■ PASSAGE FOR REVIEW
* * * * * * *
Question

reverse the process. Un-simplify the simplified radical form. Write as one number under the radicand

3sqrt2
-5Sqrt6
plus or minus24sqrt21

Answer 1

i guess you could write \(3\sqrt{2}=\sqrt{3^2\times 2}=\sqrt{9\times 2}=\sqrt{18}\)

Answer 2

how did u know to do that

Answer 3

what about the other ones do i do the same thing

Answer 4

@phi

Answer 5

\[ -5 \sqrt{6} \]
they want you to move the 5 (not the minus sign!) inside the square root
so first square the 5: write 5*5 and move this pair inside the square root
\[ -\sqrt{5*5*6} \]
notice that to undo this, we would find the pair 5*5, take them out of the square root and get \(-5\sqrt{6} \) . That is what you did in the earlier questions.

But back to this one. multiply the numbers inside to get the final answer:
\[ -\sqrt{150} \]

Answer 6

can you do the last one?

Answer 7

it \[\pm \sqrt{12096}\]

Answer 8

yes. Could you undo this monster? (get back to ±24 sqrt(21)) ??
* * * * * * *
■ SUPPLIED DATA
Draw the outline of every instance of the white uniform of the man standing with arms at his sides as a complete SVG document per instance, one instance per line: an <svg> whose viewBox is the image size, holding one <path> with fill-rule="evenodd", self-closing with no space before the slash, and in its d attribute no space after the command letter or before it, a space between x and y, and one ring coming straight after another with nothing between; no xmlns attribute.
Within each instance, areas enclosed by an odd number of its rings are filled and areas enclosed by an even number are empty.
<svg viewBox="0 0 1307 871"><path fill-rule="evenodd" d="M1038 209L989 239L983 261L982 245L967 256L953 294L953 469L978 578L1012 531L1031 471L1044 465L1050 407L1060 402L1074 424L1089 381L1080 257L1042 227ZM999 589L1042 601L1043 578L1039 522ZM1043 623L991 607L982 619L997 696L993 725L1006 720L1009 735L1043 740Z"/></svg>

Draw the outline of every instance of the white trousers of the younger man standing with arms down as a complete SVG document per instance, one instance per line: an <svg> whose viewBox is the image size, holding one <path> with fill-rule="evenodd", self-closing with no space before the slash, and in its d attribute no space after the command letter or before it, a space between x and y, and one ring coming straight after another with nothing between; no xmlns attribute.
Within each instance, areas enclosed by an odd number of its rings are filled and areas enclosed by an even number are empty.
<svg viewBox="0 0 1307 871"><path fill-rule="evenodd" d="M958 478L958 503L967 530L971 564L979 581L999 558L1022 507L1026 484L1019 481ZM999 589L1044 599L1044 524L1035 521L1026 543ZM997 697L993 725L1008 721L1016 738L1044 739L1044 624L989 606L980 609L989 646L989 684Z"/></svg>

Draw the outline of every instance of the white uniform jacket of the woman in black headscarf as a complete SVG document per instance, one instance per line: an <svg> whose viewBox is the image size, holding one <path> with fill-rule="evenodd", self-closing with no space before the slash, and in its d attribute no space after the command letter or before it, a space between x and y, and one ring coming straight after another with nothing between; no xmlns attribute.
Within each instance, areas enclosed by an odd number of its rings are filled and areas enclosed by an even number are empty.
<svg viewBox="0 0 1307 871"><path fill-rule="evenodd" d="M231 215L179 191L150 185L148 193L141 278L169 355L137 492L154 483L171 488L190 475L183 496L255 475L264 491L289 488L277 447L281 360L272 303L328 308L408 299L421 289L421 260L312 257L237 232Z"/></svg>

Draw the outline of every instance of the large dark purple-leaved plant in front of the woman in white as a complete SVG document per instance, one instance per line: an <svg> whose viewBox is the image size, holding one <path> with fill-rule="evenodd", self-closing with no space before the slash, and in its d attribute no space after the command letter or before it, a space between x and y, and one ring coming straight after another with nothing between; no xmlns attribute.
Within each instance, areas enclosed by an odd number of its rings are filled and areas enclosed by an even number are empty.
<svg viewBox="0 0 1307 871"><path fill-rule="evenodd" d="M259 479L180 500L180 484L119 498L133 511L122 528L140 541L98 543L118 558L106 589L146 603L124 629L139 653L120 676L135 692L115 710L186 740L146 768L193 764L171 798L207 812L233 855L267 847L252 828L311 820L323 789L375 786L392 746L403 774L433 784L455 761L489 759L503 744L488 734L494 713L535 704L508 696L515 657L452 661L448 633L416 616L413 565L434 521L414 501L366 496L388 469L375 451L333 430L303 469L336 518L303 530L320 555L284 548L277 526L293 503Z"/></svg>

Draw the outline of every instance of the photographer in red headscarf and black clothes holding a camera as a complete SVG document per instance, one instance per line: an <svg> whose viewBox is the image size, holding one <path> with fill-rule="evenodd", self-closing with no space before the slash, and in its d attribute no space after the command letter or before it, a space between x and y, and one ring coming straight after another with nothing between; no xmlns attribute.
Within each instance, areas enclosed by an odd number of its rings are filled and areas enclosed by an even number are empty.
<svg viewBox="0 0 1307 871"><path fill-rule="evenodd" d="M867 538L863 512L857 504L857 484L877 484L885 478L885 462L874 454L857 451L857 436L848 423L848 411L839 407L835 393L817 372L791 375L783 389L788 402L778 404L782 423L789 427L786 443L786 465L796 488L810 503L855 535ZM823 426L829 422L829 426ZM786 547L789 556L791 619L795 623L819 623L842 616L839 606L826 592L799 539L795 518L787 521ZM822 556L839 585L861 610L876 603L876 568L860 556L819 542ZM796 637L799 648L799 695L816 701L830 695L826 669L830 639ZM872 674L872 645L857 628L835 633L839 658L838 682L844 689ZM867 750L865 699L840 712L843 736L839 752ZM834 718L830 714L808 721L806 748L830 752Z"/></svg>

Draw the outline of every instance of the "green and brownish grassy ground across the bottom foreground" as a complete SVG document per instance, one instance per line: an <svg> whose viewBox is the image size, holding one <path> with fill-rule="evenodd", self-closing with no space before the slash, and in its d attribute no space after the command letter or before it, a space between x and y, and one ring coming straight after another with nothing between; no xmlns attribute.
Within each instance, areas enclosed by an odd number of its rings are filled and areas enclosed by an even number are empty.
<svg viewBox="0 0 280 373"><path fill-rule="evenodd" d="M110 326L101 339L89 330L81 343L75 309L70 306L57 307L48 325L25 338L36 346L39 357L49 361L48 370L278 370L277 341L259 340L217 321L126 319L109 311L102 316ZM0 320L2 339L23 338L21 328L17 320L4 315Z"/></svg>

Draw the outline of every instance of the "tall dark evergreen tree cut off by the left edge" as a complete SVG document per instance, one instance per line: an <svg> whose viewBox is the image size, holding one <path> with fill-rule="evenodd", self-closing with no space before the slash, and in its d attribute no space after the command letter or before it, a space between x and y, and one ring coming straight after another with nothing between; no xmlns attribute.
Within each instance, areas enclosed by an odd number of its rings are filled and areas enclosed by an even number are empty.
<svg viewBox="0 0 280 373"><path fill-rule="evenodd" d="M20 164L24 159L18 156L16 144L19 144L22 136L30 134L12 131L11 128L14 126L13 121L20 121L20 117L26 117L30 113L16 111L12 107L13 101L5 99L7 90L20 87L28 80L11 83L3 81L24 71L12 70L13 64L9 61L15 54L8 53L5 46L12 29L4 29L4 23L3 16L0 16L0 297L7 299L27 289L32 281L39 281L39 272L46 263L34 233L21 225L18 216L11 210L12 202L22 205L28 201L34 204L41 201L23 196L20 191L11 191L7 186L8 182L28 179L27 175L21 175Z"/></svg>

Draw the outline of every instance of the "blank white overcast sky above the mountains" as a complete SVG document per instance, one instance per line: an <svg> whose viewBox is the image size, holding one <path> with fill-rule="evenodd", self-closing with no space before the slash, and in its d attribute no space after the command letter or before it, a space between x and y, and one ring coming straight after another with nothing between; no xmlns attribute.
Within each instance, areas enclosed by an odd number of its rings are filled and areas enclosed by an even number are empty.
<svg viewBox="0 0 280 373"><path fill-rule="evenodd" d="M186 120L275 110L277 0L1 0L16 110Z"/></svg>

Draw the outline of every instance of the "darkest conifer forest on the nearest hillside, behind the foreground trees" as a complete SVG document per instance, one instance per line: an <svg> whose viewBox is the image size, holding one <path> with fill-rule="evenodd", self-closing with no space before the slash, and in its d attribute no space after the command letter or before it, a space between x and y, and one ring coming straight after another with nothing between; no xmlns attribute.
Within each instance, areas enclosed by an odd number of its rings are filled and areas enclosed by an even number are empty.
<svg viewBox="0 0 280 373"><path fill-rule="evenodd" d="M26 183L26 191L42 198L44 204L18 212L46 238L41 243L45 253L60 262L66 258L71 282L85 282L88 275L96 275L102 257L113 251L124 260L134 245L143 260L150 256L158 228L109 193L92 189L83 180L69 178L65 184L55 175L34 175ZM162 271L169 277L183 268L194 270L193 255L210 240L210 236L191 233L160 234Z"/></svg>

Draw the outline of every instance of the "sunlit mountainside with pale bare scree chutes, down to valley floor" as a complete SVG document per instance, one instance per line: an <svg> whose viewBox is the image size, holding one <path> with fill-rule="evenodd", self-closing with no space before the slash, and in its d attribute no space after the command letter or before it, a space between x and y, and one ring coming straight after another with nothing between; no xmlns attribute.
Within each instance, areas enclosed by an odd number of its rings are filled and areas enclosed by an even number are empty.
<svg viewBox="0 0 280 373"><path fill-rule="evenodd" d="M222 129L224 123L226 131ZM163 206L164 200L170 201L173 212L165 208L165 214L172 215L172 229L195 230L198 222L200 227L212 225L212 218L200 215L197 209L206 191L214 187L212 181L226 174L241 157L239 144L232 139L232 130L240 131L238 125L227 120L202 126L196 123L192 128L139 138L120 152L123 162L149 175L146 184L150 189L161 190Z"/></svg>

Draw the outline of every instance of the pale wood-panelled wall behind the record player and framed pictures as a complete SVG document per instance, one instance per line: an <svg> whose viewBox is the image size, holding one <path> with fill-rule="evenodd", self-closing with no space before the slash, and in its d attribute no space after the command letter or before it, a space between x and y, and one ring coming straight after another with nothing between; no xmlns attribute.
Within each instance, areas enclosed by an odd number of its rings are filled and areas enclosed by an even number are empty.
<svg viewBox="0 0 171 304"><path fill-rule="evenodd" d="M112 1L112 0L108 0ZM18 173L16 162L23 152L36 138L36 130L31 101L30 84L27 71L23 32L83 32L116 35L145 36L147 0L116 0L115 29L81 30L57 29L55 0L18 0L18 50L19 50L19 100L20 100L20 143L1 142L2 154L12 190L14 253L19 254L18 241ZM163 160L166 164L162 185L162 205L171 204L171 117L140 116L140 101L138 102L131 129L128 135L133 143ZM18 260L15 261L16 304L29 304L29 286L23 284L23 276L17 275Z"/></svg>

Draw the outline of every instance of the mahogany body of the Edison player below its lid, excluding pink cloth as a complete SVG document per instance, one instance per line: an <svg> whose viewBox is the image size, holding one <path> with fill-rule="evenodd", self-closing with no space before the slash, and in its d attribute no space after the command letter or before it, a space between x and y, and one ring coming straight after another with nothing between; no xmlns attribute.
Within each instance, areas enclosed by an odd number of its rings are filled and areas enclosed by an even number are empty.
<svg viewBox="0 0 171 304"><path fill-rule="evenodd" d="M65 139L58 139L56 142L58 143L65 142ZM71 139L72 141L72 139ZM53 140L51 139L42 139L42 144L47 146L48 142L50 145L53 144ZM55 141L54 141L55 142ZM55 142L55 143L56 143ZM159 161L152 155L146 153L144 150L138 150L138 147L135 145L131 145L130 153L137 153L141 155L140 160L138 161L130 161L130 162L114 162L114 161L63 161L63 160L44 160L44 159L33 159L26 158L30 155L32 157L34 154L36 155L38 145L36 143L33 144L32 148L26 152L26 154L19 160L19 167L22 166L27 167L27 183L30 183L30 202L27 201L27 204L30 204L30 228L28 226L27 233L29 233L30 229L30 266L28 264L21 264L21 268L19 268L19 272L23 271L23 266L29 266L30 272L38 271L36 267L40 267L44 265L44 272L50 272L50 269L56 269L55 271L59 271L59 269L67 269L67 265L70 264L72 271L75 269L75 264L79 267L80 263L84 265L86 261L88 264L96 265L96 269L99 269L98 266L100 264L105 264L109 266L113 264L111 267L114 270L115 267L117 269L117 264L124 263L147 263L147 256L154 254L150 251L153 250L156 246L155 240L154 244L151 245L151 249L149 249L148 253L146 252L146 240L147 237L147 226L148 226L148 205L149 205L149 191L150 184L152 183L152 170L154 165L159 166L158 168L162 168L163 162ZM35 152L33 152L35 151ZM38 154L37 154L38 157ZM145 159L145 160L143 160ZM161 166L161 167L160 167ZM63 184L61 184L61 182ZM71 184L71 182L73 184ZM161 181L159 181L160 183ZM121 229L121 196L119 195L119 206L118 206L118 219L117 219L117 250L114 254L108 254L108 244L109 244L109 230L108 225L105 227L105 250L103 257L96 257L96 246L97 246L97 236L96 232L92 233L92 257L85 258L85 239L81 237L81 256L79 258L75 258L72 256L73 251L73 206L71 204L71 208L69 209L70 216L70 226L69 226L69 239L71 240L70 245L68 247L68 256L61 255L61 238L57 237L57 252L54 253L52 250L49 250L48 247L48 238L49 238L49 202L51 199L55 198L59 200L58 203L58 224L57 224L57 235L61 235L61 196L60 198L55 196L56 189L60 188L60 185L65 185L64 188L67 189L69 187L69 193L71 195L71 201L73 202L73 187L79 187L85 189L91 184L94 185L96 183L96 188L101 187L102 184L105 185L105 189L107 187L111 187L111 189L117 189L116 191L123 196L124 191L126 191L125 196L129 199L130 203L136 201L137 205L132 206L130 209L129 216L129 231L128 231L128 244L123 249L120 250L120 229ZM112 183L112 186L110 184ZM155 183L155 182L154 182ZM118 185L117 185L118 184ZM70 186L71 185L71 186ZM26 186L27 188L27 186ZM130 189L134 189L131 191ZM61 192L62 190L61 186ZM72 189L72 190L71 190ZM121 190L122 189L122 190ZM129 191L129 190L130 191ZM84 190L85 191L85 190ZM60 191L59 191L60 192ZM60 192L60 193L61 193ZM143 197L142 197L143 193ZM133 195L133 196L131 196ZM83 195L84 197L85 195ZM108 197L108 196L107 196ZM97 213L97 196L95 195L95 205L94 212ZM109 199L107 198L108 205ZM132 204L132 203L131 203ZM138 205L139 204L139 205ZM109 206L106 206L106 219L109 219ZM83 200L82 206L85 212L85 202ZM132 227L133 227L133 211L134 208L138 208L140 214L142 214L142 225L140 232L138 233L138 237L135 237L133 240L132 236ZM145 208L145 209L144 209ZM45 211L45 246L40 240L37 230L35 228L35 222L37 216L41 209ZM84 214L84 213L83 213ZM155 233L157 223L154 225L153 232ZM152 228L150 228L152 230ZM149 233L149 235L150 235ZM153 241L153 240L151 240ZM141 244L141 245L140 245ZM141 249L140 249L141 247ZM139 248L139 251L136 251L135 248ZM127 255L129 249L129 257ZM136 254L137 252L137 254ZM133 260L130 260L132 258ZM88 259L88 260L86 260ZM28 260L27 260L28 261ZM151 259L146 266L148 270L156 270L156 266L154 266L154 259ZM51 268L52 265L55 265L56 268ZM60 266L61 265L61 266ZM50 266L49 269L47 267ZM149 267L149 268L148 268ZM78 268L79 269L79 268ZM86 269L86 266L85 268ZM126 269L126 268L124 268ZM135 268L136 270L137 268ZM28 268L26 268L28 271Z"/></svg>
* * * * * * *
■ YOUR INSTRUCTIONS
Carry on the forum thread about rewriting simplified radicals as a single radicand, starting right after its final post.

■ ANSWER SPACE
Answer 9

yes

Answer 10

prime factorization

Answer 11

right :D

Answer 12

Good. If you do that one, you are doing great.

Answer 13

what about this one \[\sqrt{a ^{3}b ^{2}}\]

Answer 14

is this correct \[ab\]

Answer 15

absqrta

Answer 16

same idea as numbers. b^2 means b*b, a^3 mean a*a*a
so look for pairs: b*b*a*a *a
take out the pairs to get
a*b sqrt(a)

Answer 17

of course, with exponents the fast way is to look for even exponents b^2 becomes b after you take its square root. if you have odd exponents like a^3 write it as a^2*a and then take out the a^2.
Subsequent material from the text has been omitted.